• [Requirement]: The word "below" occurs in some lines of the data. Return each such line.

• [Data excerpts]:
• • • •

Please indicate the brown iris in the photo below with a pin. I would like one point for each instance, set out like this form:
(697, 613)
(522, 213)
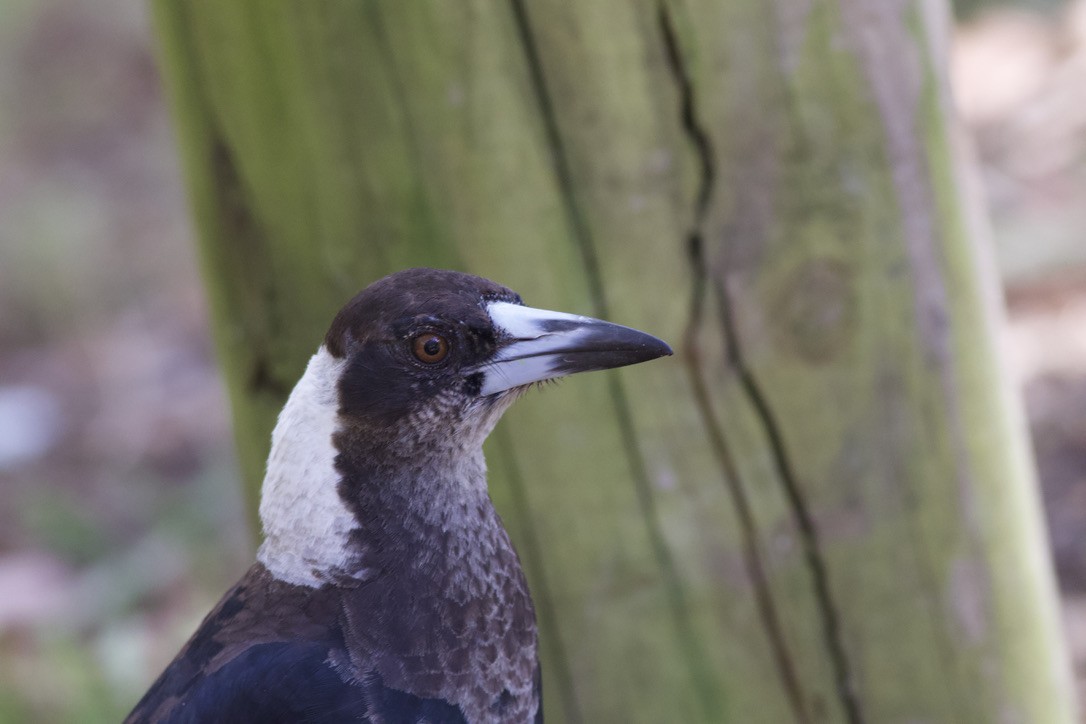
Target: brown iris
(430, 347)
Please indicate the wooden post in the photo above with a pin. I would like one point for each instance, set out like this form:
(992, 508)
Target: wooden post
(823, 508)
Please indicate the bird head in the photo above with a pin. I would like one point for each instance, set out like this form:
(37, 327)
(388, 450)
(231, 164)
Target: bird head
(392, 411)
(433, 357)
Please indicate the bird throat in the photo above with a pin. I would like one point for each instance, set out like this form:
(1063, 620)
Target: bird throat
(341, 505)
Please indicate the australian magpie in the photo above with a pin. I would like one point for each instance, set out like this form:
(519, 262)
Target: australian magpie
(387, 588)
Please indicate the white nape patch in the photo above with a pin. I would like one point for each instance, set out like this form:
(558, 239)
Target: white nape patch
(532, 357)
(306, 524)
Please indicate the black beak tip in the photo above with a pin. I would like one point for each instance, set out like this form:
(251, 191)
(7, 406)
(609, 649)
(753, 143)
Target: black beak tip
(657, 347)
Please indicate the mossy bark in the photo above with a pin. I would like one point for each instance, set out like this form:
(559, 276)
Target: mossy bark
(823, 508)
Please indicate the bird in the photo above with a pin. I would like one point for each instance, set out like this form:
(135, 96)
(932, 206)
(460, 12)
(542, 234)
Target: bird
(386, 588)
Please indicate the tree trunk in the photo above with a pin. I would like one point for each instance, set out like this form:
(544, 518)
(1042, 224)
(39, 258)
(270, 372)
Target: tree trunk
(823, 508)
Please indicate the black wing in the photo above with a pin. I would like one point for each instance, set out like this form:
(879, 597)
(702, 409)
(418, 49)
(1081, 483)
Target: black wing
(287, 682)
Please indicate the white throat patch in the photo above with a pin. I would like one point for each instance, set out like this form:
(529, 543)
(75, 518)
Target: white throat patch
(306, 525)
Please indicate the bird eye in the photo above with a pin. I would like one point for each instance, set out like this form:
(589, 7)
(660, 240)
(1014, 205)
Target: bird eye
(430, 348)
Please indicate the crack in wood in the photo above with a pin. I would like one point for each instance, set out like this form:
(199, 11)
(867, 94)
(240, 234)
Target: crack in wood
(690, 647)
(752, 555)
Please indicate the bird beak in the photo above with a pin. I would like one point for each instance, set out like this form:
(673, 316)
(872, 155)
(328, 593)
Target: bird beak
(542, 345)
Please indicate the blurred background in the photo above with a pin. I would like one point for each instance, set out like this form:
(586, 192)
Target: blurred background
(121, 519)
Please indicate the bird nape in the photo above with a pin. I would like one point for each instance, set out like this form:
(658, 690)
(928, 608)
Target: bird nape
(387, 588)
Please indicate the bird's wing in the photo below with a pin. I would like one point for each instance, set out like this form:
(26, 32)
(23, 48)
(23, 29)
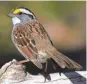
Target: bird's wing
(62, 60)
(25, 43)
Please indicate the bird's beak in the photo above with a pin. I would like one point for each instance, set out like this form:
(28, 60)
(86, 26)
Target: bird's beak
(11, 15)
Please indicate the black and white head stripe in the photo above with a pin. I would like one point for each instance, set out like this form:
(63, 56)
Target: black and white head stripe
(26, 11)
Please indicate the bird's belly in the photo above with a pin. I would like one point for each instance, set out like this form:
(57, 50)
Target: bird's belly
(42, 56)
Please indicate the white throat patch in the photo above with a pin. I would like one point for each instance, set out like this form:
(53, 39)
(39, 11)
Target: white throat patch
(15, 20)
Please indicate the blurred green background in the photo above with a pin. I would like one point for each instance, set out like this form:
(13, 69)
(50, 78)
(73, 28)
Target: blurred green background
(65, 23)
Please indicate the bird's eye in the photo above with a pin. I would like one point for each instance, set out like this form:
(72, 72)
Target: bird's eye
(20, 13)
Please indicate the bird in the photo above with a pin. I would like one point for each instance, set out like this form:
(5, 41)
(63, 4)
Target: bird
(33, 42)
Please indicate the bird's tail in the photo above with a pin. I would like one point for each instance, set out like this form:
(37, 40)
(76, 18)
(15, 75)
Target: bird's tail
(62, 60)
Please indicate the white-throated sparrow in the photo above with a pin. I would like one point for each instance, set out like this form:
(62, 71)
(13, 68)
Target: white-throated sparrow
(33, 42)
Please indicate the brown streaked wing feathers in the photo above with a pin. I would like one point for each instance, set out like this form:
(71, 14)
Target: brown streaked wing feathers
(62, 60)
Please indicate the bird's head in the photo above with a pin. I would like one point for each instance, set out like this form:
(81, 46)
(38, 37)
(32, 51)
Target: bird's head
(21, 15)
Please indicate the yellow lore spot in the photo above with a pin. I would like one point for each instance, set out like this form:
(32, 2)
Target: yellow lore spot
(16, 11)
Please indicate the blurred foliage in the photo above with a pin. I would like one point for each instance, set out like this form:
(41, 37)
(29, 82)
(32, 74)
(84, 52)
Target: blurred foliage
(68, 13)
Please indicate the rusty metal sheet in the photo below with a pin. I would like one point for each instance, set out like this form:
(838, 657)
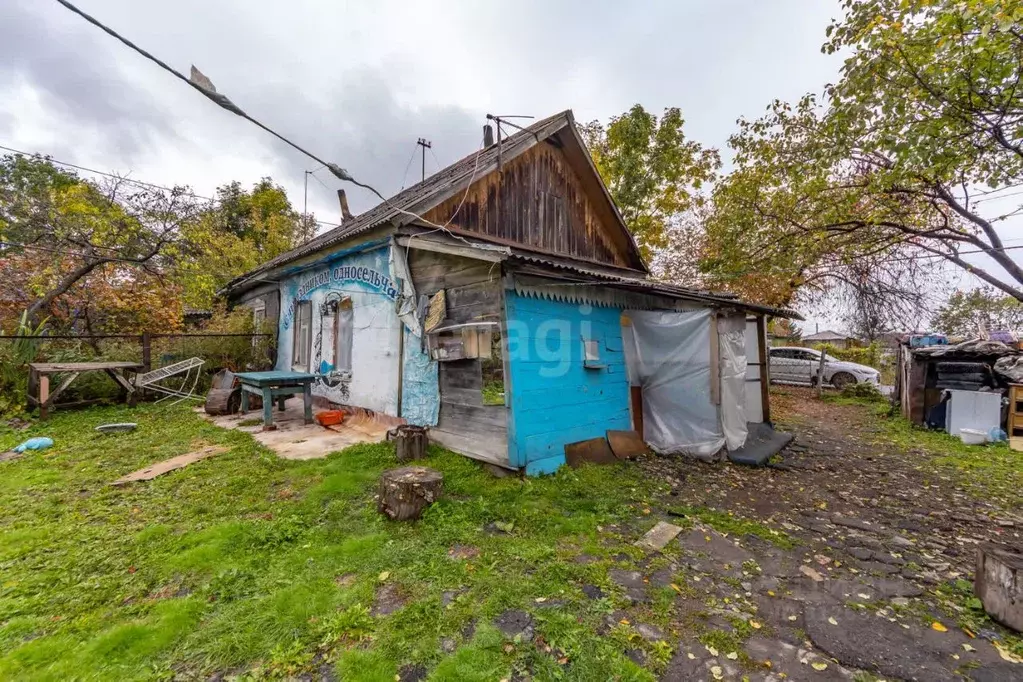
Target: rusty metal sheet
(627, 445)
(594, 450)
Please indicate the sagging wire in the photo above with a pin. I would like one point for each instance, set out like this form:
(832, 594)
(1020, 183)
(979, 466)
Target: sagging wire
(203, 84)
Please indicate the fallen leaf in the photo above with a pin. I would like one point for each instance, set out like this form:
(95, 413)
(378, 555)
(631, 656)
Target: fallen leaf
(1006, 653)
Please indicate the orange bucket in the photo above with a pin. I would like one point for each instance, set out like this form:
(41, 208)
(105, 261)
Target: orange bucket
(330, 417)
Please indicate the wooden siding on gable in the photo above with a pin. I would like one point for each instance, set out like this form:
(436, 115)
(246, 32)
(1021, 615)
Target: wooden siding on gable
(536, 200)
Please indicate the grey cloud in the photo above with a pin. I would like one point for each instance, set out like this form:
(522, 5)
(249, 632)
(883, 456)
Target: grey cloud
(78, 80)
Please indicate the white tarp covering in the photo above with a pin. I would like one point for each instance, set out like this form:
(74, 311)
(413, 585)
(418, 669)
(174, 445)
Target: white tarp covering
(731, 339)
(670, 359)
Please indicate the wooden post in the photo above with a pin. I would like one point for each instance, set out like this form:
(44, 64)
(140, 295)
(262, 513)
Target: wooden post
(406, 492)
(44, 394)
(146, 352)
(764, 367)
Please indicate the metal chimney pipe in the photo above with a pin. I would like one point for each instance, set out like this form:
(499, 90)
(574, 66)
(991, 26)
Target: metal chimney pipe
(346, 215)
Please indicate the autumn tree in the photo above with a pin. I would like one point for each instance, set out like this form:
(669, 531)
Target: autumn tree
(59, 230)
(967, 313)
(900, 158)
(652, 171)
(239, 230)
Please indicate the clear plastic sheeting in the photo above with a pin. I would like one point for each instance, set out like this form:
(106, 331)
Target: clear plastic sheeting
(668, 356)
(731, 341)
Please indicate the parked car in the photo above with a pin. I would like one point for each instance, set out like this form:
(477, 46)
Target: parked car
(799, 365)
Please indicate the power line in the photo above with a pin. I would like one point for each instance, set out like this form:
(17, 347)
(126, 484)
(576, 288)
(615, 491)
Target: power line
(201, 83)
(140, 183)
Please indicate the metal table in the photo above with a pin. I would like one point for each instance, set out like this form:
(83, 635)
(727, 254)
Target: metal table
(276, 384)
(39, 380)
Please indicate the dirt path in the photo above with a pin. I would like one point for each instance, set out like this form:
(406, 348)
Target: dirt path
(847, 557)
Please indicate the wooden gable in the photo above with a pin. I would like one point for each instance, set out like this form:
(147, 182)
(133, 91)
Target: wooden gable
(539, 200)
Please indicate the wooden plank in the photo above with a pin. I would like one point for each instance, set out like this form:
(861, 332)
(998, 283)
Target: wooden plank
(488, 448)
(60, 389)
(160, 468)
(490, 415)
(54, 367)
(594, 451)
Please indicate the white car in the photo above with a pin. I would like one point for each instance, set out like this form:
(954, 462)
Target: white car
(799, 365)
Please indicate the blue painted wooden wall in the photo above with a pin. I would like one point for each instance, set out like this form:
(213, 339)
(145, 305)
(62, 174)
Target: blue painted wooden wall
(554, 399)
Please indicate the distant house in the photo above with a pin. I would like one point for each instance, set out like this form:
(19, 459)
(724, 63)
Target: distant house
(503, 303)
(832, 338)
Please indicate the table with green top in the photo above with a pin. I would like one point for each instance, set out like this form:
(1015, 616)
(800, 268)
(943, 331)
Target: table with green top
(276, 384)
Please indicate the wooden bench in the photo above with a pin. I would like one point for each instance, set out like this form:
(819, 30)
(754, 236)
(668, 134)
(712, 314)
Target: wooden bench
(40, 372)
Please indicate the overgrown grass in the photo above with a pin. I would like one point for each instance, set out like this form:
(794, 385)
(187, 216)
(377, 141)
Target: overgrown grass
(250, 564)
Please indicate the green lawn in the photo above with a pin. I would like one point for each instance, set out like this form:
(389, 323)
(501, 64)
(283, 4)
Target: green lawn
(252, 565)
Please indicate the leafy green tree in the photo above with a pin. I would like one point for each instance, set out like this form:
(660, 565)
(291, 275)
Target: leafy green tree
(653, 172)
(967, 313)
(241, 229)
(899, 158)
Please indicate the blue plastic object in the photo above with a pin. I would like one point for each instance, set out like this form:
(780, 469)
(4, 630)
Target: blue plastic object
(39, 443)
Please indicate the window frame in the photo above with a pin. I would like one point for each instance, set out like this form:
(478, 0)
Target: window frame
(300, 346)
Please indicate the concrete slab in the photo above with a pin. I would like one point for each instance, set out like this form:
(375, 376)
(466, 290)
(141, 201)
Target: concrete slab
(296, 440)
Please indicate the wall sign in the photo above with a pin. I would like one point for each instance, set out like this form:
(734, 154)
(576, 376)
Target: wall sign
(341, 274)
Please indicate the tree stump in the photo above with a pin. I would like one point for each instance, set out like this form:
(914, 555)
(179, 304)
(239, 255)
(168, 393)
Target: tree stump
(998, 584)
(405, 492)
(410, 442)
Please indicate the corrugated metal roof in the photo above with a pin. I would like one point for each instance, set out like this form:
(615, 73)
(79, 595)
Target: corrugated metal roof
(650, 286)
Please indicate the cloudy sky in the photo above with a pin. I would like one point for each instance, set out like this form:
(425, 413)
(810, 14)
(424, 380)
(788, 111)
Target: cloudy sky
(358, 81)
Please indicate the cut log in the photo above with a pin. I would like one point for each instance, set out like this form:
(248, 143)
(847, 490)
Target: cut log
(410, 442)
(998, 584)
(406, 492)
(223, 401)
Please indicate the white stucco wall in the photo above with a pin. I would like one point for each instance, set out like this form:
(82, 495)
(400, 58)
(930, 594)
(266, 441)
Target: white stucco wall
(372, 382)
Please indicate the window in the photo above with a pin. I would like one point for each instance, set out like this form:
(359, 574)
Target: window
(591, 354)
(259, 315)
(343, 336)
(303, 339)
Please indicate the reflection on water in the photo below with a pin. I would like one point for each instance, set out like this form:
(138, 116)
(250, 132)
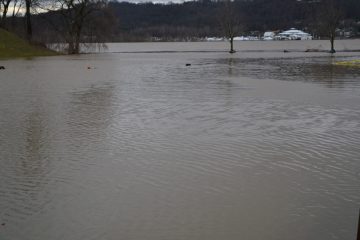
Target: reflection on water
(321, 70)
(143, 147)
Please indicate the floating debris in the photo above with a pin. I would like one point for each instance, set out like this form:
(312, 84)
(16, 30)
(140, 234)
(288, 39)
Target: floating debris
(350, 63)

• • • •

• [Solution for this problem]:
Please indicate the brown iris in the photo below with a pin. I would like one point for each instance, set out like this form:
Please indicate the bird's wing in the photo below with a pin. I would like one point for each instance, set out like this form:
Please indicate the rusty metal sheet in the photo below with a pin. I would like one point for each instance, set out like this form:
Please indicate the reflection on water in the photo below with a pin. I would like one point for each instance, set out like this form:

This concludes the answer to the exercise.